Extrait du document:

####################

Il faut le dire sans détour, sans cet artifice des âmes tièdes qui veulent encore croire à des accommodements : le Hamas ne veut pas de la solution à deux États. Il ne la veut pas, il ne la peut pas, car son horizon n’est pas celui des nations, pas même celui des peuples, mais celui d’un univers soumis à la seule loi d’Allah.

Ce que l’on ne veut pas voir

À l’extrême rigueur, il l’accepterait comme une ruse, un délai, une pause stratégique : une étape avant de rayer l’État juif de la carte, avant de dissoudre cette anomalie qu’est Israël dans le grand bain d’un Moyen-Orient musulman de toute éternité.

Pour lui, pour l’islamisme, Israël ne saurait être une nation souveraine, juive de surcroît, mais tout au plus un territoire, un espace, une portion de terre où les juifs vivraient en dhimmis, sous le joug discret mais implacable de la sharia, tolérés comme on tolère l’ombre du passé sur les ruines du présent.

####################

Données recueillies:
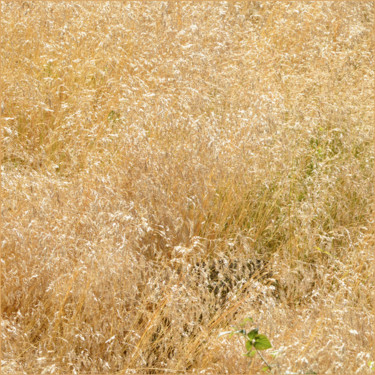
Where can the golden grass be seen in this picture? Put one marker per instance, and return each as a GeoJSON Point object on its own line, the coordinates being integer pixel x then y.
{"type": "Point", "coordinates": [140, 138]}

####################

Ce que vous ferez:
(1) Relevez dans l'extrait les trois termes qui décrivent comment le Hamas accepterait, à l'extrême rigueur, la solution à deux États.
(2) Reproduisez l'extrait à partir de «À l’extrême rigueur, il» jusqu'à «ruines du présent.» inclus.

Réponses par consigne:
(1) une ruse ; un délai ; une pause stratégique

(2)
À l’extrême rigueur, il l’accepterait comme une ruse, un délai, une pause stratégique : une étape avant de rayer l’État juif de la carte, avant de dissoudre cette anomalie qu’est Israël dans le grand bain d’un Moyen-Orient musulman de toute éternité.

Pour lui, pour l’islamisme, Israël ne saurait être une nation souveraine, juive de surcroît, mais tout au plus un territoire, un espace, une portion de terre où les juifs vivraient en dhimmis, sous le joug discret mais implacable de la sharia, tolérés comme on tolère l’ombre du passé sur les ruines du présent.